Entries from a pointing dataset
● ● ●
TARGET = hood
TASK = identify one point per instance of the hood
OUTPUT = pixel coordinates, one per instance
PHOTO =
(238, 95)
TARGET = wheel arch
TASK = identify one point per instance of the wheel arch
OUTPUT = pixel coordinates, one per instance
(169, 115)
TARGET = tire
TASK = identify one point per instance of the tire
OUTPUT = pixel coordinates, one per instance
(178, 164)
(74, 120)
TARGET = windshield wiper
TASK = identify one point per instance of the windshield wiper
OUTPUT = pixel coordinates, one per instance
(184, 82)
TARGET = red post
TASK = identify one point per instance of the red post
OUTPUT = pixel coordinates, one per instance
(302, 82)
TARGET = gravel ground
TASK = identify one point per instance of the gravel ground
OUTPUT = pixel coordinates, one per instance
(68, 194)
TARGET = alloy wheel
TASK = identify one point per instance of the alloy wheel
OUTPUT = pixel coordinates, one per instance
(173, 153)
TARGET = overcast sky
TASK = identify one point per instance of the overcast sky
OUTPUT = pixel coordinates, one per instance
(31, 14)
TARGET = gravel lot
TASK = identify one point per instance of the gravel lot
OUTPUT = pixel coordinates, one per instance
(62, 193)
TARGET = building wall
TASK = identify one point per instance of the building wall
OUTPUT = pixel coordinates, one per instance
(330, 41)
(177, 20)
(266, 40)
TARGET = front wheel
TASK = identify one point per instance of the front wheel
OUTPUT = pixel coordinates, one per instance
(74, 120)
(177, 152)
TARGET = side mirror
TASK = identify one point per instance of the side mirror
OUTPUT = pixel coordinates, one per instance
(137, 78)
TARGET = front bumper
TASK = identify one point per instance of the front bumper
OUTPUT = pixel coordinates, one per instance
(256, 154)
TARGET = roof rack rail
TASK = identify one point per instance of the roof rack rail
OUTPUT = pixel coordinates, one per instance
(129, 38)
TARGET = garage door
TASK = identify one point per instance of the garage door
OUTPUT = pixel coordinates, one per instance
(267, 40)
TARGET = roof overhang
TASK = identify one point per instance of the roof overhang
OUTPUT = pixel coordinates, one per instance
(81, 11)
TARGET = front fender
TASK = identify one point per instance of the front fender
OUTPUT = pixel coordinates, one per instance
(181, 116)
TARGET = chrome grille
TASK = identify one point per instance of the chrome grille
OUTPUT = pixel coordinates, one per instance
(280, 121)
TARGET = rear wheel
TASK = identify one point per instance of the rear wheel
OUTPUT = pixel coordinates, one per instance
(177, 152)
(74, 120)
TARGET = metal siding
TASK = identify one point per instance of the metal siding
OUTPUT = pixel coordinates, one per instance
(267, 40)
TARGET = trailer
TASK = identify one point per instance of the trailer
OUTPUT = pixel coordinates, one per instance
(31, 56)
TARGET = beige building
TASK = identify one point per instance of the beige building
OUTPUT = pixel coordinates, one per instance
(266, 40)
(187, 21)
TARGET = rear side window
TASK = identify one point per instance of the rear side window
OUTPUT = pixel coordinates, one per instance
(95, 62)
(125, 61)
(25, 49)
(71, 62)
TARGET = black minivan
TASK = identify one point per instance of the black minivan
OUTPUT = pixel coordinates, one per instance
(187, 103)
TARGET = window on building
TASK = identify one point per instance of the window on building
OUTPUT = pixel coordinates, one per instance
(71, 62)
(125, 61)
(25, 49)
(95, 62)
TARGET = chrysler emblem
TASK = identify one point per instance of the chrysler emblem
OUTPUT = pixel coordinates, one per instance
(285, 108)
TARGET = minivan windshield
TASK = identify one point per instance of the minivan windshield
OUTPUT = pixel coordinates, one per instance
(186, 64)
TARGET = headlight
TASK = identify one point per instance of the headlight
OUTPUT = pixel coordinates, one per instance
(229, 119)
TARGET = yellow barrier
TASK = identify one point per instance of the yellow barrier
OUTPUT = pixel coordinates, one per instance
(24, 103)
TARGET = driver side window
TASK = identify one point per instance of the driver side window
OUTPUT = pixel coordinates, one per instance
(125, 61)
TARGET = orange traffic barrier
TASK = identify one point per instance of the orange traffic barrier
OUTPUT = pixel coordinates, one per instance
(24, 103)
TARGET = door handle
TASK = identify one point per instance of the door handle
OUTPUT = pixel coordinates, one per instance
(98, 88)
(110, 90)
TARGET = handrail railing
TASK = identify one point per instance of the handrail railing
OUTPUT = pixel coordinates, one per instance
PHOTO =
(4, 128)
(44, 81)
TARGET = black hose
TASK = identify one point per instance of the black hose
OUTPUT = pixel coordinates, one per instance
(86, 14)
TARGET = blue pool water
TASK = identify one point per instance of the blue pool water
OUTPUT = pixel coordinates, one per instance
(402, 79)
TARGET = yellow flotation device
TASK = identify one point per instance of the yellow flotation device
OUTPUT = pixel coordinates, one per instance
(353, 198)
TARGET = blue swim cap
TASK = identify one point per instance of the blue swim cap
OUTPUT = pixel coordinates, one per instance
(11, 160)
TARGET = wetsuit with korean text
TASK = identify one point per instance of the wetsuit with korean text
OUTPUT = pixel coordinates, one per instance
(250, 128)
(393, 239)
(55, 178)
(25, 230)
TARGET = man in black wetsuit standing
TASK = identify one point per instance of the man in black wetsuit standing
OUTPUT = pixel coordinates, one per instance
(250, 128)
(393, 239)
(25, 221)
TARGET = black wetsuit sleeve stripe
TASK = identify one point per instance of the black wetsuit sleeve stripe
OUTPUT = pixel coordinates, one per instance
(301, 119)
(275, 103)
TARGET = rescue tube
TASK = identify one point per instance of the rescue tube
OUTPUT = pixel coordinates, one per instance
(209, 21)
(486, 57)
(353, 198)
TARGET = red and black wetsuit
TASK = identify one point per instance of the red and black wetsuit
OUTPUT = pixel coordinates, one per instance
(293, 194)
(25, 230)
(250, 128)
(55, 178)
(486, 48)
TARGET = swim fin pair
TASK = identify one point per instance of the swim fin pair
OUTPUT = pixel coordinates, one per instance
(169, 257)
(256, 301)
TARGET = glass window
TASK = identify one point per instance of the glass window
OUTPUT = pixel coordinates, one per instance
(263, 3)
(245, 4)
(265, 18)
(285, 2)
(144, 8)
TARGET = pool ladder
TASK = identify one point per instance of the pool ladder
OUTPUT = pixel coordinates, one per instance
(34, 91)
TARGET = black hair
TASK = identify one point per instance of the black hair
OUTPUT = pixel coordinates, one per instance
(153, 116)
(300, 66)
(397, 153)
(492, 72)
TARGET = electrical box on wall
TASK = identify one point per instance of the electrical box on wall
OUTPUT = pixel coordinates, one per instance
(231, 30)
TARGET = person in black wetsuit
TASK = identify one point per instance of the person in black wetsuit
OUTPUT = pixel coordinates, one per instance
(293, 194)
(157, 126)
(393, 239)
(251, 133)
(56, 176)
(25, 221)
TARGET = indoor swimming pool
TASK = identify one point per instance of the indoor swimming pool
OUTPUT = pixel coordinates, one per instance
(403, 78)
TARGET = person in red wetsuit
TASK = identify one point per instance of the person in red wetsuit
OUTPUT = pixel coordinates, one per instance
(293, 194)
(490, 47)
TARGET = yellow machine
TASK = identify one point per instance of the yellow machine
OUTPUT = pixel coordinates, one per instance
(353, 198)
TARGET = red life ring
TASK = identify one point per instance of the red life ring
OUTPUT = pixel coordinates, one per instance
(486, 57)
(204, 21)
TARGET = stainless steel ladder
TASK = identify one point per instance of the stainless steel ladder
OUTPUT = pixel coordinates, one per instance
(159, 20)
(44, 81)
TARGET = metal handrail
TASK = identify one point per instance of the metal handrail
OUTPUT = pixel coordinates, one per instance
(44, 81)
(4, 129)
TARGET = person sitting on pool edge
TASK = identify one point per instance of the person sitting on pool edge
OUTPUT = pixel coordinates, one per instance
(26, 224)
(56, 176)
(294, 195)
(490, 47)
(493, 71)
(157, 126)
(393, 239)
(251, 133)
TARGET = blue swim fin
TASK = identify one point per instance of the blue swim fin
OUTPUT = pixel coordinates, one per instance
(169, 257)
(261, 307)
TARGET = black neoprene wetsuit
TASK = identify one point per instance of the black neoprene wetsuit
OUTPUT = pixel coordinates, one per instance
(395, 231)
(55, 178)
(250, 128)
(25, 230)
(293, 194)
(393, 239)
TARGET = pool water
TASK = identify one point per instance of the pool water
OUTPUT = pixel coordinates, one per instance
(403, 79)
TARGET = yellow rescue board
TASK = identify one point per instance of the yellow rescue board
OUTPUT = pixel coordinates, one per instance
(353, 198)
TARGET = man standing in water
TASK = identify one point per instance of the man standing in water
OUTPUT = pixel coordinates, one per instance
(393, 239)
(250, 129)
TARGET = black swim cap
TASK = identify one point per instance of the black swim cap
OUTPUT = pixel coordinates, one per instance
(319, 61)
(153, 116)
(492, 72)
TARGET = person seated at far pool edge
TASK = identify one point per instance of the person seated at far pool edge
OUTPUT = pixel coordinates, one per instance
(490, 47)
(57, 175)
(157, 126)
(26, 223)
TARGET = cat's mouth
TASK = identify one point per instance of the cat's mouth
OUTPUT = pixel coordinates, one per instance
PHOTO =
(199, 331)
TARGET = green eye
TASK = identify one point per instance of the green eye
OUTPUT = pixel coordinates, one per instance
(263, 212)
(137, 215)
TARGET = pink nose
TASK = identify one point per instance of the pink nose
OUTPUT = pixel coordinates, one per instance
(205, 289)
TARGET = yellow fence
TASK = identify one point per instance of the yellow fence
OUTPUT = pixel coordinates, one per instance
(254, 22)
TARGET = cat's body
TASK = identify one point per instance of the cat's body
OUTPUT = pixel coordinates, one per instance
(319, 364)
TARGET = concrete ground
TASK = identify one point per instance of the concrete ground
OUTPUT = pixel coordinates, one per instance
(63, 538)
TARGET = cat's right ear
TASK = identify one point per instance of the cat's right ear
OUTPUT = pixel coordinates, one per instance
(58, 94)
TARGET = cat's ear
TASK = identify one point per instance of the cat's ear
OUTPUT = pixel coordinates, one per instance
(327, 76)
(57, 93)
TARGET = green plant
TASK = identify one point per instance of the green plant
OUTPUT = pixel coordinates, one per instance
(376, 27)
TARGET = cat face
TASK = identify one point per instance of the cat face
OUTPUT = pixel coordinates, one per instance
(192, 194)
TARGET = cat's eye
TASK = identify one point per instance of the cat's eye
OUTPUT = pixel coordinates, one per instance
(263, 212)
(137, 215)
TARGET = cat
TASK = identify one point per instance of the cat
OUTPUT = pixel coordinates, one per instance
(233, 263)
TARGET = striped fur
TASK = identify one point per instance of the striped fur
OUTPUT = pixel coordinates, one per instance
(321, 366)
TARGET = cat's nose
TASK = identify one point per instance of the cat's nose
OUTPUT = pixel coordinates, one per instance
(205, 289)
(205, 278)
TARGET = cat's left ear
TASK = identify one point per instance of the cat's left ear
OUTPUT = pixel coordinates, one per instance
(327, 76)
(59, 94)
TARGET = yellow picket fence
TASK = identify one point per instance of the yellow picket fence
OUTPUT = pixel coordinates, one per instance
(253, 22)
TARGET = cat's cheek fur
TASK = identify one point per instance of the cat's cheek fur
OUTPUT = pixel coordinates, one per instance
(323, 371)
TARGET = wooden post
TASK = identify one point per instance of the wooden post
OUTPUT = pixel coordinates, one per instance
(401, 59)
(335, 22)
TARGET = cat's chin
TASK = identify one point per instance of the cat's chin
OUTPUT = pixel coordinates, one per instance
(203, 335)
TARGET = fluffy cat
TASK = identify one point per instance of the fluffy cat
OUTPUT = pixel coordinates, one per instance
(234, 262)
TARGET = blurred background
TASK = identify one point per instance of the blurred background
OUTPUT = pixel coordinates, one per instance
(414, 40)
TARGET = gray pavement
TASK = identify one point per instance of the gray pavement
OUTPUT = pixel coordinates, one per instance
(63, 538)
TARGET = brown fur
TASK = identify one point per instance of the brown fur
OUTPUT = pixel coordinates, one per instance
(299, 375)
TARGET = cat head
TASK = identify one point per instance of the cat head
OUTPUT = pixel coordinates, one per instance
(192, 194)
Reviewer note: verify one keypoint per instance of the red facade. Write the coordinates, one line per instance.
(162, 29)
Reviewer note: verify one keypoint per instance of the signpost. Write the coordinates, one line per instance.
● ● ●
## WHAT YOU HAVE TO DO
Scale the pixel coordinates in the records from the line containing "Reviewer note: verify one keypoint per instance of the red" through the end of the records. Give those lines again with their requests, multiplying each coordinate by 2.55 and rounding to whole numbers, with halves rounding up.

## EXERCISE ANSWER
Reviewer note: verify one keypoint per instance of the red facade. Write the coordinates, one line per instance.
(413, 74)
Reviewer note: verify one keypoint per instance of the signpost. Write the coordinates, one line per instance.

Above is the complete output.